→ **Action item**
Every picture should be left out, but the lines below must be repeated exactly.

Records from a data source
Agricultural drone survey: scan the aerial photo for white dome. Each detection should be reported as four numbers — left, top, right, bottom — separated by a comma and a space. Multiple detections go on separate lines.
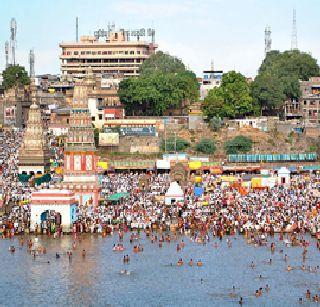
166, 181, 184, 197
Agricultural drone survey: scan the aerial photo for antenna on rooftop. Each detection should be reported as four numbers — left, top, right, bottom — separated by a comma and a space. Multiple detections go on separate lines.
5, 41, 9, 68
291, 9, 298, 50
29, 49, 35, 78
10, 18, 17, 65
76, 17, 79, 42
264, 25, 272, 55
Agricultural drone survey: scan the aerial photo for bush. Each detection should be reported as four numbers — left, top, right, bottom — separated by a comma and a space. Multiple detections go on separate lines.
309, 145, 317, 152
195, 139, 216, 154
164, 137, 190, 152
209, 117, 222, 131
224, 135, 253, 154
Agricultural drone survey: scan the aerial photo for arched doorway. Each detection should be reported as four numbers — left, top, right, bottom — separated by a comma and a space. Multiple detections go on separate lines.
40, 210, 62, 234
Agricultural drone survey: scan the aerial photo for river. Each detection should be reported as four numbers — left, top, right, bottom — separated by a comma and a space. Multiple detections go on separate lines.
0, 233, 319, 306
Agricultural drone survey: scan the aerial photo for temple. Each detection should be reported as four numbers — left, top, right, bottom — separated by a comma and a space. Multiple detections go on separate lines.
59, 81, 101, 207
18, 79, 50, 175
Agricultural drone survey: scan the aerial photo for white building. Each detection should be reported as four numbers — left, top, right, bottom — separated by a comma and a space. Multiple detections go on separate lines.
30, 189, 78, 233
165, 181, 184, 205
200, 68, 223, 100
277, 167, 291, 186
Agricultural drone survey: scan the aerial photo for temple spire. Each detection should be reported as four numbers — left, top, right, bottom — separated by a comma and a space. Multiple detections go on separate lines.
30, 77, 37, 106
18, 87, 50, 175
61, 81, 100, 207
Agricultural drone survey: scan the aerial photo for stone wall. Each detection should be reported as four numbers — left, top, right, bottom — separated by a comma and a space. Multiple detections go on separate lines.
118, 135, 159, 153
305, 126, 320, 138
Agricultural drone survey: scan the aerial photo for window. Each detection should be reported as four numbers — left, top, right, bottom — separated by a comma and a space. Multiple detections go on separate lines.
130, 51, 134, 55
74, 51, 79, 55
99, 114, 103, 120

→ **Expected answer**
Agricultural drone survey: scan the aerial photo for white dome. Each detection should be reported as four numbers — left, top, right, bottom — separated by a comma and a space. Multiple detections go on separate lines.
166, 181, 184, 197
Agricultural drone survey: scan the aerial photo for antenna on rooftop. Each detection should be reported as four numbers — left, top, right, bottom — separated by a comma and a space. Multiple detections go on separate lines.
5, 41, 9, 68
291, 9, 298, 50
29, 49, 35, 78
10, 18, 17, 65
76, 17, 79, 42
264, 25, 272, 55
Agricultural drone survey: scan the aerial photo for bush. Each detection should be reported as four numbers — left, top, right, bottom — separated by a comma and a space. Multiple detections go on separate lines.
309, 145, 317, 152
195, 139, 216, 154
164, 137, 190, 152
209, 117, 222, 131
224, 135, 253, 154
Agricultural drone survey: scan the aerial photo for arched doorway. Each detection should be reported as four numbers — left, top, right, bottom — separated by a comma and a space. Multiple detections go on separate lines.
40, 210, 62, 234
Agricultural drone survey: scan the aerial photo for river. Each detection should be reported as four numbers — left, top, right, bottom — separated by a comma and a space. Multiple detections go on separate lines.
0, 233, 319, 306
Agricultural drone survey: scan the aerial photo for temple. Each detection should be reported as four numbers — left, top, right, bottom — separated by a comma and a space. Multiple detections go on separate lines.
59, 81, 101, 207
18, 79, 50, 175
Agricultural drone survey: scan the aerial photo for white building. Each detection should be reported as four numbers — left, top, right, bottom — separated by a comma and a space. Multiple detections go on separate lines.
30, 189, 78, 233
165, 181, 184, 205
200, 68, 223, 100
277, 167, 291, 186
Agricultural drone survey: scan the aerial photo for temple spire. Each detection should be reported as four numbers — left, top, right, bottom — separated by a comma and a space. Multiple detections go on separate lines.
30, 77, 37, 106
18, 87, 50, 175
61, 81, 100, 207
Agricultural drone survey: scan the aerial photo for stone wall. Each detection should be reported as four numbers — left, top, right, bottom — separated by a comma and a space. Multiple detections go on separate lines.
118, 135, 159, 153
305, 126, 320, 138
Agricultural drone survey: scan the aerial photo for window. Each detection should be reported as four numbers — left, top, right, bottom — separated by a comma and a space. Multiple detections go on separate lines.
130, 51, 134, 55
74, 51, 79, 55
99, 114, 103, 120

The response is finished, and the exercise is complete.